# Document
====

# Deploying a Model using Azure Machine Learning

The steps to deploy any model are:

1. Register the model
2. Prepare an entry script
3. Prepare an inference configuration and a deployment configuration
4. Deploy the model locally to ensure everything works
5. Choose a compute target.
6. Re-deploy the model to the cloud
7. Test the resulting web service.


[You can learn more by reading these official docs](https://docs.microsoft.com/en-us/azure/machine-learning/how-to-deploy-and-where)

## 0. Connect to AML

In [1]:
import azureml.core
from azureml.core import Workspace, Dataset, Model, Environment
from azureml.core.model import InferenceConfig

subscription_id = 'ad2a181b-b804-4179-904a-012445b7d1f5'
resource_group = 'analyticsf7fa8b0c'
workspace_name = 'SignalBoxMLDev'

ws = Workspace(subscription_id, resource_group, workspace_name)

print('Connected to workspace:', ws.name)

model_version = 'parameter-set-1'
tags = {
    'source': 'tutorial',
    'production': False,
    'version': model_version
}

If you run your code in unattended mode, i.e., where you can't give a user input, then we recommend to use ServicePrincipalAuthentication or MsiAuthentication.
Please refer to aka.ms/aml-notebook-auth for different authentication mechanisms in azureml-sdk.


Connected to workspace: SignalBoxMLDev


## 1. Register a model

A typical situation for a deployed machine learning service is that you need the following components:

* resources representing the specific model that you want deployed (for example: a pytorch model file)

====

# Things to do
A – List the numbered steps for deploying a model that the Azure Machine Learning deployment guide gives.
B – Continue the Azure Machine Learning deployment guide from its final bullet point.

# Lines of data
====

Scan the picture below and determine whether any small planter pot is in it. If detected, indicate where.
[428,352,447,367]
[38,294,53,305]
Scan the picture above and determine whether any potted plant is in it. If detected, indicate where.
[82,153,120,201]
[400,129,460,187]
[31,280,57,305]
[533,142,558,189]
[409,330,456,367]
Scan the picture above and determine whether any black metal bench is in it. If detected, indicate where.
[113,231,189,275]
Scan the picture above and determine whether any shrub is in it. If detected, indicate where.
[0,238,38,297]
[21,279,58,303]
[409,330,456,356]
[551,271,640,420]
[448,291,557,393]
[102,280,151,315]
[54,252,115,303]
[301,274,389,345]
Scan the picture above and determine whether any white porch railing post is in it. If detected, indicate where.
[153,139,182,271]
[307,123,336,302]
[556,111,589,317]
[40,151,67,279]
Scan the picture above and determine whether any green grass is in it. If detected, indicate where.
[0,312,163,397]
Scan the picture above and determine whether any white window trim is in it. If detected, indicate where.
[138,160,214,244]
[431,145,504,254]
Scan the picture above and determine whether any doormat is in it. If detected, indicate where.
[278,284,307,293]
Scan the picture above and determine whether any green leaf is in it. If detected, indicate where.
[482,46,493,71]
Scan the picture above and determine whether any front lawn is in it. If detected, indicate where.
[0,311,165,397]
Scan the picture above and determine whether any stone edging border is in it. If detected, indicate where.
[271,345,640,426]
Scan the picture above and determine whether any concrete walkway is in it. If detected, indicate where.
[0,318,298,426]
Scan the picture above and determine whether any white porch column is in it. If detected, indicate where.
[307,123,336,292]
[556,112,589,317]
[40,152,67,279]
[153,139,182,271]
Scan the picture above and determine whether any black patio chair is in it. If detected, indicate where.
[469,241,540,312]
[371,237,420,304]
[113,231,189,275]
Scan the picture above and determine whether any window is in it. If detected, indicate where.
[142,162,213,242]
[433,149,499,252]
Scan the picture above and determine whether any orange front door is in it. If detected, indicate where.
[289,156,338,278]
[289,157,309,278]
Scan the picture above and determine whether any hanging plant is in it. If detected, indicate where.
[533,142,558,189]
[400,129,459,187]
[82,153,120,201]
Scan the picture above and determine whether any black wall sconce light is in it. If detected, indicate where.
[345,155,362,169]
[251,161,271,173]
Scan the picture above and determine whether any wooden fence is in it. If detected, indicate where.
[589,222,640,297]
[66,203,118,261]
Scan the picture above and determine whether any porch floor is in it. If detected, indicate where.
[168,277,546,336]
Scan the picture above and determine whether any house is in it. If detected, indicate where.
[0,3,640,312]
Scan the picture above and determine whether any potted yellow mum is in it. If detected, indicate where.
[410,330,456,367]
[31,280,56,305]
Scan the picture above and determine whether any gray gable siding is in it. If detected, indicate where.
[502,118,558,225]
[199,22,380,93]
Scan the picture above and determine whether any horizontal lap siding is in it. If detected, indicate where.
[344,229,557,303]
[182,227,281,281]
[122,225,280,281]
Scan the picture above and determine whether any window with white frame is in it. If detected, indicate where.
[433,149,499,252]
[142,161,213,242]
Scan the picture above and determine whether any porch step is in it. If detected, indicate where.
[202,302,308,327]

====

# Results of the exercise
A –
1. Register the model
2. Prepare an entry script
3. Prepare an inference configuration and a deployment configuration
4. Deploy the model locally to ensure everything works
5. Choose a compute target.
6. Re-deploy the model to the cloud
7. Test the resulting web service.

B –
* code that you will be running in th service, that executes the model on a given input

Azure Machine Learning allows you to separate the deployment into two separate components, so that you can keep the same code, but merely update the model. We define the mechanism by which you upload a model separately from your code as "registering the model".

You can register a model by providing the local path of the model. You can provide the path of either a folder or a single file on your local machine.

In [2]:
# define a simple file as the specific 'model' we're going to use.
import pickle

model_parameters = {'name': 'tutorial-model',
        'parameters': {
            'weights': [0.6, 0.3, 0.1]
        }
    }
model_filename = 'tutorial_model.pkl'

with open(model_filename, 'wb') as handle:
    pickle.dump(model_parameters, handle, protocol=pickle.HIGHEST_PROTOCOL)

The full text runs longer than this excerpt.